Task goal:
Pick up the passage on when a mobile device should power its WiFi NIC on and off, and carry it forward from its final sentence.

Source text:
This disclosure pertains generally to mobile communication devices, and more specifically to optimally controlling short-range wireless communication o mobile communication devices.
The use of highly-capable mobile communication devices such as the iPhone®, the BlackBerry® and the Treo® is increasing rapidly. Such devices often transmit and receive large amounts of data such as video and audio clips, photographs and email attachments. Although contemporary mobile communication devices are capable of creating and utilizing these types of media content, they do not intelligently use the communication media available to them to optimize transmission and receipt of media files. Instead, mobile communication devices tend to immediately send or receive data, insensitive to the cost charged by operators, the type of service currently available or the remaining battery life. This can result not only in large bills for consumers, but also in the rapid loss of battery life, making the device useless until it is recharged. These problems are exacerbated by factors such as the proliferation of connectivity options, the wide variations in carrier data plans and treatments of device roaming, transient appearance and disappearance of short-range wireless connectivity and the need to balance user expectations and device capabilities.
Given the free or low-cost of 802.11 (WiFi) communication, it is advantageous to use this technology to transfer data items to and from mobile communication devices. However, the coverage area of a WiFi access point is quite small, and depending upon the user's location, WiFi access is often not available. Moreover, leaving the WiFi network interface card (NIC) on all the time wastes a lot of energy, and drains the battery. Therefore, it would be desirable for a mobile communication device to know just when to turn on the WiFI NIC and when to turn it off.

Data extract:

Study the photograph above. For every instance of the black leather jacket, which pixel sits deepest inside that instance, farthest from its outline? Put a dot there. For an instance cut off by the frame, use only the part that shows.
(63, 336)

Result for this exercise:
One option today is to leave the WiFi NIC on all the time, which causes the device to rapidly lose its stored battery charge. Another option is to ask the user of the device to manually turn the WiFi NIC on and off, which places a burden on the user. The WiFi NIC can also be turned off a short time after the last use, but this prevents the device from receiving incoming information when the user is not interacting with it, thus reducing the ability of the device to opportunistically communicate with the infrastructure. It would be desirable to address these shortcomings.
The short-range wireless communication on a mobile communication device is optimized to balance between preserving battery power and processing urgent data without delay. A wireless access schedule identifying time periods during which the mobile communication device is assumed to have access to short-range wireless communication is created or provided. Data to be transmitted or received by the mobile communication device is classified as being urgent or non-urgent. When data is to be transmitted or received by the mobile communication device, the transmission or receipt of the data is managed according to 1) whether or not the data is urgent, and 2) whether the current time is within a time period during which the mobile communication device is assumed to have access to short-range wireless communication. For example, if the current time is not within a time period during which the mobile communication device is assumed to have access to short-range wireless communication but the data is urgent, the mobile communication device scans for access to short-range wireless communication, and attempts to transmit or receive the data. On the other hand, if the current time is not within a time period during which the mobile communication device is assumed to have access to short-range wireless communication but the data is non-urgent, the mobile communication device waits for the next period of time during which it is assumed to have access to short-range wireless communication before attempting to transmit or receive the data.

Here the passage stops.